# [TEKST DO PRZECZYTANIA]
⁂

Wikęd pokonuje III ligowca w Półfinale Regionalnego Pucharu Polski

Wikęd pokonuje III ligowca w Półfinale Regionalnego Pucharu Polski

W środowe popołudnie na stadionie GOSRiT Luzino, odbył się historyczny mecz Regionalnego Pucharu Polskim, w którym Wikęd Luzino podejmował Koral Dębnica. Mimo iż pogoda nie była za ciekawa na stadionie zgromadziło się ponad 100 kibiców.

O godzinie 17:00 sędziowie + zawodniczki i zawodnicy GOSRiT Luzino, wyprowadzili zawodników na środek i po losowaniu rozpoczęliśmy mecz. Początek spotkania wyglądał że będzie to równy zacięty mecz ale z minuty na minutę gospodarze zaczęli przeważać i to coraz mocniej. W 10 minucie spotkania mogło być już 1:0 ale po wrzutce Patryka Benke - Opłatkowski głową strzela nie celnie. W 23 minucie spotkania piękne prostopadłe podanie do Dariusza Mienik, który w sytuacji sam na sam trafia minimalnie obok słupka bramki Korala. W samej końcówce spotkania jeszcze jedna groźna sytuacja Wikędu ale znowu obok bramki.

Druga część spotkania to już całkowita przewaga gospodarzy akcja za akcję ale bramka nie może paść. W 75 minucie spotkania piłka po strzale Łukasza Król ląduje w siatce jednak uniesiona chorągiewka asystenta - spalony. No i w końcu w 83 minucie spotkania strzał z 15 metrów Krystiana Opłatkowskiego ląduje w siatce Korala i prowadzimy 1:0. Dwie minuty później jedyna akcja gości w tym spotkaniu ale świetnie broni Katzor.

⁂

# [WYŚWIETLONE ZAPISY]
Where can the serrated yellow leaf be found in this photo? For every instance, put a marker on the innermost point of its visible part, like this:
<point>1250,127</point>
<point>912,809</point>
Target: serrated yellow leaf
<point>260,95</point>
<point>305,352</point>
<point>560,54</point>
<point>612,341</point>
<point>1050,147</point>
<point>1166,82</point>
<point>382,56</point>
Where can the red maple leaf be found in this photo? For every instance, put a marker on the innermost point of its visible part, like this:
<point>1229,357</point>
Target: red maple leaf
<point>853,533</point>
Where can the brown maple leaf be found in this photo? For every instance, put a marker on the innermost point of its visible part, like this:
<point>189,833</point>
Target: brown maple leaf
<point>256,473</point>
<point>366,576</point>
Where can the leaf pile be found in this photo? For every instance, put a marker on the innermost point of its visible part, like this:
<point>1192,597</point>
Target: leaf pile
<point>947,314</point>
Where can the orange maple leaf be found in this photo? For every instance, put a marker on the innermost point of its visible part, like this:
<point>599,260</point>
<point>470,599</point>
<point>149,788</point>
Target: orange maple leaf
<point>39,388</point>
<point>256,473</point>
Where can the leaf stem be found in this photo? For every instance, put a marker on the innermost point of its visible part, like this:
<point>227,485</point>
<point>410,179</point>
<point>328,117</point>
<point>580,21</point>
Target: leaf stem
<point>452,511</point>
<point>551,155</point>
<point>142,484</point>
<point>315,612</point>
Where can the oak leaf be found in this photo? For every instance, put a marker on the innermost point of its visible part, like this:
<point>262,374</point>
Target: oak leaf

⁂

# [ZADANIA DO WYKONANIA]
(1) Przepisz fragment relacji z meczu od słów „Druga część spotkania” do słów „świetnie broni Katzor.”, zamieniając „Katzor” na „bramkarz”.
(2) Powiel dokładnie wiersze zapisów od samego początku zapisów do wiersza z „<point>382,56</point>” włącznie.

# [ODPOWIEDZI]
(1)
Druga część spotkania to już całkowita przewaga gospodarzy akcja za akcję ale bramka nie może paść. W 75 minucie spotkania piłka po strzale Łukasza Król ląduje w siatce jednak uniesiona chorągiewka asystenta - spalony. No i w końcu w 83 minucie spotkania strzał z 15 metrów Krystiana Opłatkowskiego ląduje w siatce Korala i prowadzimy 1:0. Dwie minuty później jedyna akcja gości w tym spotkaniu ale świetnie broni bramkarz.

(2)
Where can the serrated yellow leaf be found in this photo? For every instance, put a marker on the innermost point of its visible part, like this:
<point>1250,127</point>
<point>912,809</point>
Target: serrated yellow leaf
<point>260,95</point>
<point>305,352</point>
<point>560,54</point>
<point>612,341</point>
<point>1050,147</point>
<point>1166,82</point>
<point>382,56</point>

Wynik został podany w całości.